Would you copy out, exactly as written, each line from the one containing "For each instance of the overcast" to the end of the records below?
━━━━━ Entries supplied ━━━━━
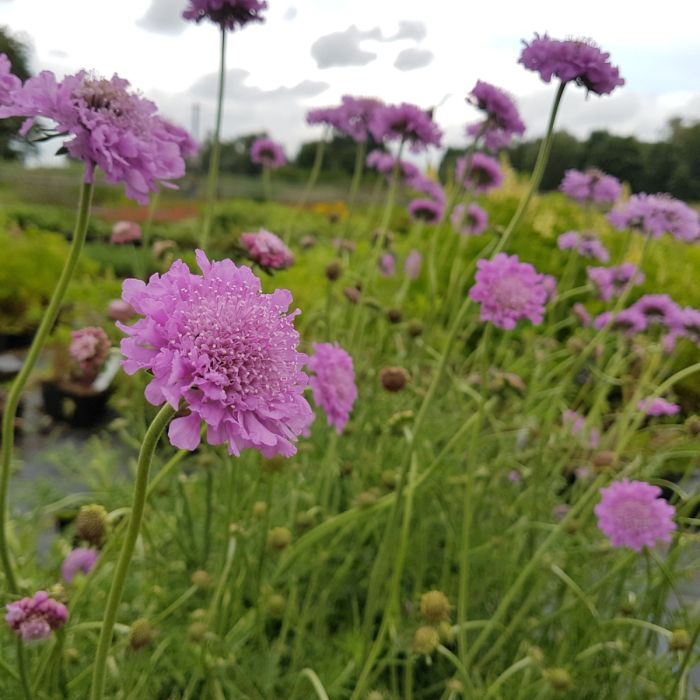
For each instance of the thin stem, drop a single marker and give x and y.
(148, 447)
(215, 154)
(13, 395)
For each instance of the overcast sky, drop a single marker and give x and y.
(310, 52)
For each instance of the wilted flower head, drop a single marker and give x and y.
━━━━━
> Exercise output:
For each instance of the overcast sky, drop a single marker and give x and y.
(310, 52)
For each instance of the wilted flower head, drop a single marker and give x and y.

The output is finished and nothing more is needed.